» Problem to solve
Rewrite the article on directors' liability between "Every day, directors" and "and its stakeholders.", inclusive, with "decisions" changed to "choices".

» Page extract
·····

Every day, directors of companies are required to make decisions on behalf of the organisation that they represent. Each of these decisions carry with them significant responsibilities and can potentially cause financial or reputational harm to a business and its stakeholders.
Simon Colman, Litigations Risk Executive at RBS, points to an example earlier this year which saw an Executive Director of a listed South African company become publicly embroiled in a bribery and corruption scandal. “Such an incident can have serious repercussions for a company, whether it is related to its reputation or a loss of business, which will both ultimately have a negative impact on revenue.
“While the facts of the alleged illegal activity are not yet fully known and the legal processes are still underway, when the news broke to the public, the stock price of the company fell by almost 25 percent, meaning many shareholders lost a quarter of their investment in one day,” says Colman.
Colman explains that this isn’t the first company to come under inspection, and likely won’t be the last. “Unfortunately, corruption currently seems to be rife in many spheres of South Africa’s public and private sector. Businesses therefore need to ensure that they have sufficient strategies in place, such as Directors and Officers Liability (D&O), which aims to protect individuals against litigation.”
Colman stresses that these policies, that seek to defend directors and officers, do not condone any corrupt practices, at any level. “D&O policies are designed to respond to issues of negligence rather than intent, and do not cover deliberate breaches of duties, or remove any obligations for the insured individuals to conduct themselves both ethically and within the confines of the law.”

·····

» Data excerpts
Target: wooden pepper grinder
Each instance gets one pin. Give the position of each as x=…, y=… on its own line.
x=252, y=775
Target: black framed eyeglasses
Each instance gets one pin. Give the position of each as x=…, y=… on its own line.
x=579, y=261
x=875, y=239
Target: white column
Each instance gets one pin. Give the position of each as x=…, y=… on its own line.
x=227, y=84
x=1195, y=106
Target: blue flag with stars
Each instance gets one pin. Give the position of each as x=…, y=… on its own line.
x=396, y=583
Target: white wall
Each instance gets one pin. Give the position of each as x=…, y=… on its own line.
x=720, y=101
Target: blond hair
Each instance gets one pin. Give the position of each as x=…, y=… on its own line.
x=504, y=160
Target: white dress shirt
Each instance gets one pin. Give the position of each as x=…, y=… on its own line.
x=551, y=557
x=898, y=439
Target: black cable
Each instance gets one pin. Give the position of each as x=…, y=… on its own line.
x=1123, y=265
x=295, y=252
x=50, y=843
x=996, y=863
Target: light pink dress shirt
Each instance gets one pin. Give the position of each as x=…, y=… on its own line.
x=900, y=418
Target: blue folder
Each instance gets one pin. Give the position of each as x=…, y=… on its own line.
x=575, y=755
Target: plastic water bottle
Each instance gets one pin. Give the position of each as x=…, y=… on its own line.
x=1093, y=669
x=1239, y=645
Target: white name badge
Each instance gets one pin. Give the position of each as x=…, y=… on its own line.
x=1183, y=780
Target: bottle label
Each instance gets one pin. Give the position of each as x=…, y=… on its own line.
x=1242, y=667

·····

» Answer section
Every day, directors of companies are required to make choices on behalf of the organisation that they represent. Each of these choices carry with them significant responsibilities and can potentially cause financial or reputational harm to a business and its stakeholders.